Technology Use Planning Overview

image source: NETP 2010

The general goals of an educator have remained the same over the last century. Our goals include preparing students for the workforce or college. My mother graduated from high school in 1947. In speaking with her, the goals of her school were to help them in reading, writing, typing and basic math skills. The opportunities for women in that era were generally limited to nursing, teaching, or secretarial work. As an educator today, I am preparing students for a much different workplace. Employers are expecting skills on a resume to include exceptional problem solving ability, adaptability, critical thinkers and a knowledge and comfort level with the use of technology.

Technology has changed the way we think and communicate. It has also made a monumental impact on education. In preparing students for the next phase of their life, it is imperative that educators consider how to incorporate technology in their everyday lesson plans. It is a daunting task. How do we go about doing this in an effective way? We need a plan — a technology plan.

In 1992, Dr. John See was one of the visionaries who began the discussion of developing an effective technology plan (See, 1992). He believed that a technology plan must have short term goals. I agree with this idea completely. Technology evolves and changes continuously. Much of the technology today likely will be obsolete in five years from now. Hence, this is why a short term plan is important. I do believe, however, that a long term vision is important. This long term plan would likely be more general in nature and not include specific types of technologies.

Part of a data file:
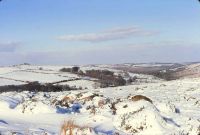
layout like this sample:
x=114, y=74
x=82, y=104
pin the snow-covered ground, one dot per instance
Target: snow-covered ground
x=173, y=106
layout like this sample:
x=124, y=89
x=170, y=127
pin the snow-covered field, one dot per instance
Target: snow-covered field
x=165, y=107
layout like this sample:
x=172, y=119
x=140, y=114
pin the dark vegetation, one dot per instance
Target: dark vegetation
x=36, y=87
x=166, y=72
x=106, y=78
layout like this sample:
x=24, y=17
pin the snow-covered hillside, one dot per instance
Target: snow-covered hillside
x=153, y=107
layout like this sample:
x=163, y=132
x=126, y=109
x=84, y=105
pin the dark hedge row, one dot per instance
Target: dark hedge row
x=36, y=87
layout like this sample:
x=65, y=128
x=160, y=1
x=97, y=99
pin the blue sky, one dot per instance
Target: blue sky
x=99, y=31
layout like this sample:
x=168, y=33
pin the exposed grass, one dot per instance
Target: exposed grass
x=141, y=97
x=69, y=127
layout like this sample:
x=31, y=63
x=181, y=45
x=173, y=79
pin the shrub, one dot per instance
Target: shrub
x=35, y=86
x=70, y=128
x=141, y=97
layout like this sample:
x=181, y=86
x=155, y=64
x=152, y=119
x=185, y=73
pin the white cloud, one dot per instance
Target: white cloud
x=112, y=34
x=9, y=47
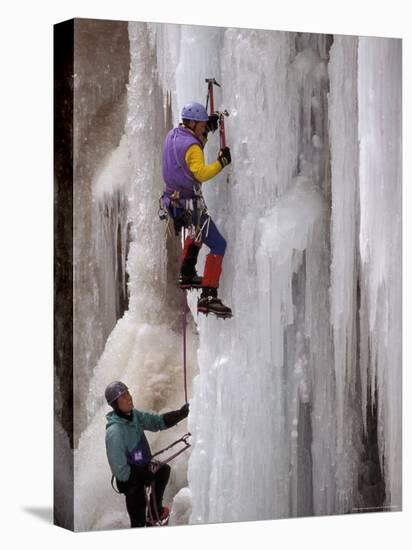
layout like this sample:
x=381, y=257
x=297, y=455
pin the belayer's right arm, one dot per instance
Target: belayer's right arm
x=195, y=160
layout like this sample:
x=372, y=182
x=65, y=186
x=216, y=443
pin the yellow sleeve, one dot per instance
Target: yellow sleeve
x=195, y=161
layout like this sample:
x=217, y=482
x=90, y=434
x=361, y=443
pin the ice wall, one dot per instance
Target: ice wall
x=291, y=393
x=380, y=108
x=144, y=348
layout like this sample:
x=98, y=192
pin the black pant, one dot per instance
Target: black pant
x=135, y=494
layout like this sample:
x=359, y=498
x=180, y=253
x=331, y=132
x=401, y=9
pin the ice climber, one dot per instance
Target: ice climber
x=129, y=453
x=184, y=171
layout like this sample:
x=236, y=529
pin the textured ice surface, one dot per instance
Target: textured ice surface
x=310, y=208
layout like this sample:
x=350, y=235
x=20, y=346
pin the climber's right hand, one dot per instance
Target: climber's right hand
x=224, y=156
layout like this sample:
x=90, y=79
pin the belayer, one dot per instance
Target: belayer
x=129, y=454
x=184, y=170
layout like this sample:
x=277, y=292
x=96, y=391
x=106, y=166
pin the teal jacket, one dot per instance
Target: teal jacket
x=123, y=436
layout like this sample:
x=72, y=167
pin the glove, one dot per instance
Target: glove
x=172, y=418
x=212, y=123
x=224, y=156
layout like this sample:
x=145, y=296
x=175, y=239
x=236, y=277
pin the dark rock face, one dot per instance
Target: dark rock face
x=91, y=68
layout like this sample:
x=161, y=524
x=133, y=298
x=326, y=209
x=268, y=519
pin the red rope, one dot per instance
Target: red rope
x=184, y=323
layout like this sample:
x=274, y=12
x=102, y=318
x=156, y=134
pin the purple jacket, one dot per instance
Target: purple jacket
x=176, y=174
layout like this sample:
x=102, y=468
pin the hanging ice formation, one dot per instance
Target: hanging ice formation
x=295, y=408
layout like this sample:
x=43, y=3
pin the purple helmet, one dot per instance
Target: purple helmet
x=195, y=111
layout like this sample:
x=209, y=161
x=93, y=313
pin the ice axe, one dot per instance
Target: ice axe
x=222, y=134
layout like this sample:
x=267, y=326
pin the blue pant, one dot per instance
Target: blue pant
x=211, y=236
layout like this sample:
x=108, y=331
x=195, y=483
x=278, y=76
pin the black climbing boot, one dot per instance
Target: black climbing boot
x=190, y=281
x=210, y=303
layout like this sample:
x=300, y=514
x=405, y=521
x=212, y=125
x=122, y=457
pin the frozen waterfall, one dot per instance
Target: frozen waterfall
x=296, y=401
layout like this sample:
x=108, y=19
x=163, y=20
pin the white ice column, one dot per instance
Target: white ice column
x=380, y=103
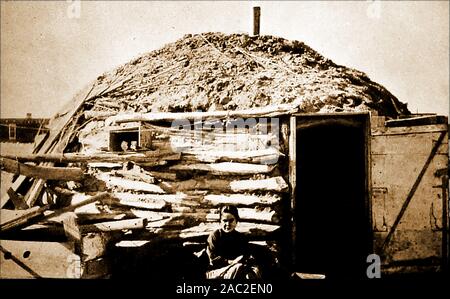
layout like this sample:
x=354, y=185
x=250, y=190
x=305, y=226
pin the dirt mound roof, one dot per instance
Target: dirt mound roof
x=215, y=71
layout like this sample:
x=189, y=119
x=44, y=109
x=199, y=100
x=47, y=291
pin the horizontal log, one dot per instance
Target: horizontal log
x=127, y=184
x=138, y=223
x=163, y=175
x=250, y=215
x=150, y=156
x=33, y=259
x=273, y=184
x=225, y=168
x=136, y=175
x=101, y=197
x=24, y=219
x=204, y=229
x=276, y=184
x=140, y=201
x=241, y=199
x=263, y=156
x=267, y=111
x=42, y=172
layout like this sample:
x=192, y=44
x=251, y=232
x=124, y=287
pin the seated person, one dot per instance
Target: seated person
x=228, y=250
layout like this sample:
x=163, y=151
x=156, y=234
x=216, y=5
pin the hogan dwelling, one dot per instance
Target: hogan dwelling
x=325, y=166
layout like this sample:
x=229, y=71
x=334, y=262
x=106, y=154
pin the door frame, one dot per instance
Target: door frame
x=305, y=120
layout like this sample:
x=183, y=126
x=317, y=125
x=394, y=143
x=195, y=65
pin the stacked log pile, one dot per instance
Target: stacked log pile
x=202, y=109
x=169, y=191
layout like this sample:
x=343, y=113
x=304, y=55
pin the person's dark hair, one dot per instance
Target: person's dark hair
x=230, y=209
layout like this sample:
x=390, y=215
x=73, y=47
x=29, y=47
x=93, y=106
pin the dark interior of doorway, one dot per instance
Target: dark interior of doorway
x=332, y=222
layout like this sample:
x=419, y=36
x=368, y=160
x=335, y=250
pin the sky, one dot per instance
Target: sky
x=50, y=50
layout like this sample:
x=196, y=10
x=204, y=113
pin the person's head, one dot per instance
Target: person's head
x=229, y=218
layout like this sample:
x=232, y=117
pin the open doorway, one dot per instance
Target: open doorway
x=332, y=218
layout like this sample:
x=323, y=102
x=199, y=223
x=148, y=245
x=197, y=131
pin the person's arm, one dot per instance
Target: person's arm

| Tasks to complete |
A: According to the technology planning text, what kind of goals did Dr. John See believe a technology plan must have?
B: List the areas that the school of the writer's mother aimed to help students with, as named in the technology planning text.
C: Reproduce everything in the technology planning text from "Technology Use Planning Overview" down to "use of technology.".

| Expected answers |
A: Short term goals.

B: Reading, writing, typing, and basic math skills.

C:
Technology Use Planning Overview

image source: NETP 2010

The general goals of an educator have remained the same over the last century. Our goals include preparing students for the workforce or college. My mother graduated from high school in 1947. In speaking with her, the goals of her school were to help them in reading, writing, typing and basic math skills. The opportunities for women in that era were generally limited to nursing, teaching, or secretarial work. As an educator today, I am preparing students for a much different workplace. Employers are expecting skills on a resume to include exceptional problem solving ability, adaptability, critical thinkers and a knowledge and comfort level with the use of technology.